#### What the task requires
Copy the line containing "Pin the metal warehouse", then all lines after it up to and including the final line of the material, exactly and without additions.

#### Entries supplied
## begin
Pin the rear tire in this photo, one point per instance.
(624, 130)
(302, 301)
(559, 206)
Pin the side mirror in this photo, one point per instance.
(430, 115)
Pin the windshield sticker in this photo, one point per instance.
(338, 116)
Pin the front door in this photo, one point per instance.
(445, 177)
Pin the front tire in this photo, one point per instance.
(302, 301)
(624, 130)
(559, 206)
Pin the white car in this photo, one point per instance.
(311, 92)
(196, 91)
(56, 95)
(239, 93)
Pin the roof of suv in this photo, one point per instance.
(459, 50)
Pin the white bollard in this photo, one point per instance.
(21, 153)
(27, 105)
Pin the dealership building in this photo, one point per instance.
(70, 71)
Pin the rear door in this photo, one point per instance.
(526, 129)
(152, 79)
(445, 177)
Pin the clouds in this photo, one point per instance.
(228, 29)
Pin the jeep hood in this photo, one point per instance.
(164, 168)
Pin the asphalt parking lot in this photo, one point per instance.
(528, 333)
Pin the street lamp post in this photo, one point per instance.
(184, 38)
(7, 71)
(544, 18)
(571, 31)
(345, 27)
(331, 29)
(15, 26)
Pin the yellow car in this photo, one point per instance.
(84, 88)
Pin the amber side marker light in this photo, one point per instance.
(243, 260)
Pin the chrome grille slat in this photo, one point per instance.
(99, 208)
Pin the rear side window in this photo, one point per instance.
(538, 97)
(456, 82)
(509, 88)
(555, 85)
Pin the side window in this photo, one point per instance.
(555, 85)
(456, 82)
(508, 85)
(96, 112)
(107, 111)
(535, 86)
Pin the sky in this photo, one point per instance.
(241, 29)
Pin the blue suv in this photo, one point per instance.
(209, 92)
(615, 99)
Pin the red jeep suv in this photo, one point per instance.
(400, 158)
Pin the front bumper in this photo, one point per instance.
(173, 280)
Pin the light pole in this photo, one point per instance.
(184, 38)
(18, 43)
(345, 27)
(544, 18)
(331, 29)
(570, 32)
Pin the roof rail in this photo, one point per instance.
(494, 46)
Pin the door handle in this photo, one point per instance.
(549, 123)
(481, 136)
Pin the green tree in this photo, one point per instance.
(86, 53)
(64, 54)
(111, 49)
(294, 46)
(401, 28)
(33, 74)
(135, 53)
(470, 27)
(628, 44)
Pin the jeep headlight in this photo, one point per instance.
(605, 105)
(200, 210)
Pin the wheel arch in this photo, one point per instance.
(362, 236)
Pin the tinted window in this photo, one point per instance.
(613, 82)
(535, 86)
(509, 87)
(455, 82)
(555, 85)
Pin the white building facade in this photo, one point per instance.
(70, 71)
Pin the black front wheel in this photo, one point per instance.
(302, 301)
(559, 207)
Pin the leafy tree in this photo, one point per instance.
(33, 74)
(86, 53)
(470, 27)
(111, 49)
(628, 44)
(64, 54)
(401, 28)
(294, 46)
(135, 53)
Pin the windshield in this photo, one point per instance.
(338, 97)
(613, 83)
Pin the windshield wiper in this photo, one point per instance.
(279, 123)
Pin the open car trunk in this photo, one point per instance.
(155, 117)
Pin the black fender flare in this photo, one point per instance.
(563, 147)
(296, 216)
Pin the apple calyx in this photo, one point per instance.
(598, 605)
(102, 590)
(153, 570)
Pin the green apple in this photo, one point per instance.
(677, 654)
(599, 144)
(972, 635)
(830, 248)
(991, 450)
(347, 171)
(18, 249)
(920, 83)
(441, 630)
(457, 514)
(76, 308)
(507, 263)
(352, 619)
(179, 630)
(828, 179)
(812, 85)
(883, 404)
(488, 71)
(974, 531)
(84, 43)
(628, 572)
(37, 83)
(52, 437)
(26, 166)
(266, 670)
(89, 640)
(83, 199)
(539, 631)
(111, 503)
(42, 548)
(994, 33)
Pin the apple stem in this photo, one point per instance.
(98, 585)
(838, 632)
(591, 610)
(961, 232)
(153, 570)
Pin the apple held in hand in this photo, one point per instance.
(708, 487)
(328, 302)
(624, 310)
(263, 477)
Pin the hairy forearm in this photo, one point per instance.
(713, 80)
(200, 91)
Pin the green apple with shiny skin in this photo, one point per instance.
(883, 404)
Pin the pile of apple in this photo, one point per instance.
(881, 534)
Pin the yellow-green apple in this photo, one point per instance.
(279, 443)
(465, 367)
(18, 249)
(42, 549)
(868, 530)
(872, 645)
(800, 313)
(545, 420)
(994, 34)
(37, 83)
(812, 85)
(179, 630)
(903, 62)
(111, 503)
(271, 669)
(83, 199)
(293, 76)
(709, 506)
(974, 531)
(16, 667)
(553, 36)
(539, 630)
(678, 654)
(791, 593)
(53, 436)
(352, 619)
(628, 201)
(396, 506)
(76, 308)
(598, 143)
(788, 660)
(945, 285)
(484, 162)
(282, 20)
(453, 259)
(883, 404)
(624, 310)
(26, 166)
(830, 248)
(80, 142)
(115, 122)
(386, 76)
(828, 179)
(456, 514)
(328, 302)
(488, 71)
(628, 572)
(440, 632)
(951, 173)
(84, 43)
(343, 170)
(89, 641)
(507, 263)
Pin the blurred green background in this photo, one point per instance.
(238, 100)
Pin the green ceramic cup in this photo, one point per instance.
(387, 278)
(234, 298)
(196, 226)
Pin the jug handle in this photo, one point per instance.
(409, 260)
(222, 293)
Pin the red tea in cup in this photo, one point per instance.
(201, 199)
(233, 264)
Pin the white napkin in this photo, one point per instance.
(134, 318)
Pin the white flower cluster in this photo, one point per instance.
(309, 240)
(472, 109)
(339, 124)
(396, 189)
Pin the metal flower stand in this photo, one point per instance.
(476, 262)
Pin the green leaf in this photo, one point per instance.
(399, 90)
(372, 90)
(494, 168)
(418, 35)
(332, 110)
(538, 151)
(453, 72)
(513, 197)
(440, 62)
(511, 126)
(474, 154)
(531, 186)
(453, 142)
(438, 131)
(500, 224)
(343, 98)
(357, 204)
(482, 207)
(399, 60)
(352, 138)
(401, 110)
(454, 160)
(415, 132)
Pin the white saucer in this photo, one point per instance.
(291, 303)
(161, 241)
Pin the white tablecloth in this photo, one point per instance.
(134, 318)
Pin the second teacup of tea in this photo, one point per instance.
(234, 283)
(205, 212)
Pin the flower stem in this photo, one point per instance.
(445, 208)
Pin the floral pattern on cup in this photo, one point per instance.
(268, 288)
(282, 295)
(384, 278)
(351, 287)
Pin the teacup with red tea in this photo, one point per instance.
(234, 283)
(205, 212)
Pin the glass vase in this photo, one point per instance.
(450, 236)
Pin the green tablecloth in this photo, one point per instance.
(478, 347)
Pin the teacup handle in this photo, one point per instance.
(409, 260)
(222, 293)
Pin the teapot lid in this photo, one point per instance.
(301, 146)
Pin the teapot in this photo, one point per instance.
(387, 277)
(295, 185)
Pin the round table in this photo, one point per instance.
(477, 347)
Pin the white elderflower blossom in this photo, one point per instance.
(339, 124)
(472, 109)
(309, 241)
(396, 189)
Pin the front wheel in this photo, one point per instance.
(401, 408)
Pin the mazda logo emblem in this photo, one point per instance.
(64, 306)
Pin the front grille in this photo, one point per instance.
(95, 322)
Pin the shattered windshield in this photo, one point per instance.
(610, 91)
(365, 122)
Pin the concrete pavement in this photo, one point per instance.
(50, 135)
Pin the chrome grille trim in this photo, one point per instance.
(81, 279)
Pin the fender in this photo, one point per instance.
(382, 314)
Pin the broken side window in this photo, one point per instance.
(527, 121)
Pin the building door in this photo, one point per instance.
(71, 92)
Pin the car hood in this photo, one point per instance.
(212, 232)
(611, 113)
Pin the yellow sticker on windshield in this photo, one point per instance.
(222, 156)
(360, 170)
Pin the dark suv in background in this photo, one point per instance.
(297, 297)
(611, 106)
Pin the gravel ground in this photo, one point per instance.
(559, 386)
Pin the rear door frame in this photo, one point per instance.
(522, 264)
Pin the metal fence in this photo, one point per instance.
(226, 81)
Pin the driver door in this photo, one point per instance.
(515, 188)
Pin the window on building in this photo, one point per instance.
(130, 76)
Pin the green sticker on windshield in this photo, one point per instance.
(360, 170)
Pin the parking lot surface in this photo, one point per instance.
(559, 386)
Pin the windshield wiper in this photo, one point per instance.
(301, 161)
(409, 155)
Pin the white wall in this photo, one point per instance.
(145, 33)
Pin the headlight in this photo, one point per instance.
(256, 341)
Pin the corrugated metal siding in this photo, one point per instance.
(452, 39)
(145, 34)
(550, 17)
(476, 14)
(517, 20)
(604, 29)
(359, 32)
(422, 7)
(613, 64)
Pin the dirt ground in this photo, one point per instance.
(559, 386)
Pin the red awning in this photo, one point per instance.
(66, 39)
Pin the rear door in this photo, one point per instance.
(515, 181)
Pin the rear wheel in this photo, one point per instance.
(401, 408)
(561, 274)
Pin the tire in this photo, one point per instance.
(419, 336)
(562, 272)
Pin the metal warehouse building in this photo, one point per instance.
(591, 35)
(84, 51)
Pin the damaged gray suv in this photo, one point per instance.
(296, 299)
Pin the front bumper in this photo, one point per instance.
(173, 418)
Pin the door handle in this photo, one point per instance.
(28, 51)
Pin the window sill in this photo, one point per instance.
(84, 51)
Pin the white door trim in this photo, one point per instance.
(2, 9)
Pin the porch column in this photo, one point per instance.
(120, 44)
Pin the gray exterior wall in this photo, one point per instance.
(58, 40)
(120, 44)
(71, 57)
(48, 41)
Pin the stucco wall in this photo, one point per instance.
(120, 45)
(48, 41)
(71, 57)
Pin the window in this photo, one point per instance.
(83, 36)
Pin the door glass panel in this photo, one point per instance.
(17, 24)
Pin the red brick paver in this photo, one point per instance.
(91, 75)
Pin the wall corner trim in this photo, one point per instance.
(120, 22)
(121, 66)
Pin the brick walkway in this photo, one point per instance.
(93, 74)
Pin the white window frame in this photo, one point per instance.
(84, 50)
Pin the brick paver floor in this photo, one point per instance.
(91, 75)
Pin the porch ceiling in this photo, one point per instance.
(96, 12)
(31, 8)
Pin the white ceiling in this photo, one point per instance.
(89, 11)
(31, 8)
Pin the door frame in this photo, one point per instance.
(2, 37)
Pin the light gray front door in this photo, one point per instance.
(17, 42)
## end
#### Full output
Pin the metal warehouse building in this photo, one point per instance.
(591, 35)
(84, 51)
Pin the damaged gray suv in this photo, one point per instance.
(296, 299)
Pin the front bumper in this photo, one point per instance.
(173, 418)
Pin the door handle in this photo, one point per instance.
(28, 51)
Pin the window sill in this photo, one point per instance.
(84, 51)
Pin the white door trim in this photo, one point per instance.
(2, 9)
Pin the porch column in this photo, one point per instance.
(120, 44)
Pin the gray exterior wall in this photo, one point per instance.
(58, 40)
(120, 44)
(71, 57)
(48, 41)
Pin the stucco wall in this photo, one point per instance.
(120, 45)
(48, 41)
(71, 57)
Pin the window in this photo, one point per instance.
(83, 36)
Pin the door glass panel in this photo, one point per instance.
(17, 24)
Pin the red brick paver in this photo, one point per instance.
(91, 75)
Pin the wall corner trim in this photo, one point per instance.
(120, 22)
(121, 66)
Pin the brick walkway in this photo, one point per instance.
(93, 74)
Pin the white window frame in this photo, one point per instance.
(84, 50)
Pin the brick paver floor in this photo, one point per instance.
(91, 75)
Pin the porch ceiling in this photo, one point per instance.
(96, 12)
(31, 8)
Pin the white ceiling in this photo, one point per instance.
(89, 11)
(31, 8)
Pin the door frame in this photo, one point per instance.
(2, 37)
Pin the light gray front door in this photo, one point per instance.
(17, 42)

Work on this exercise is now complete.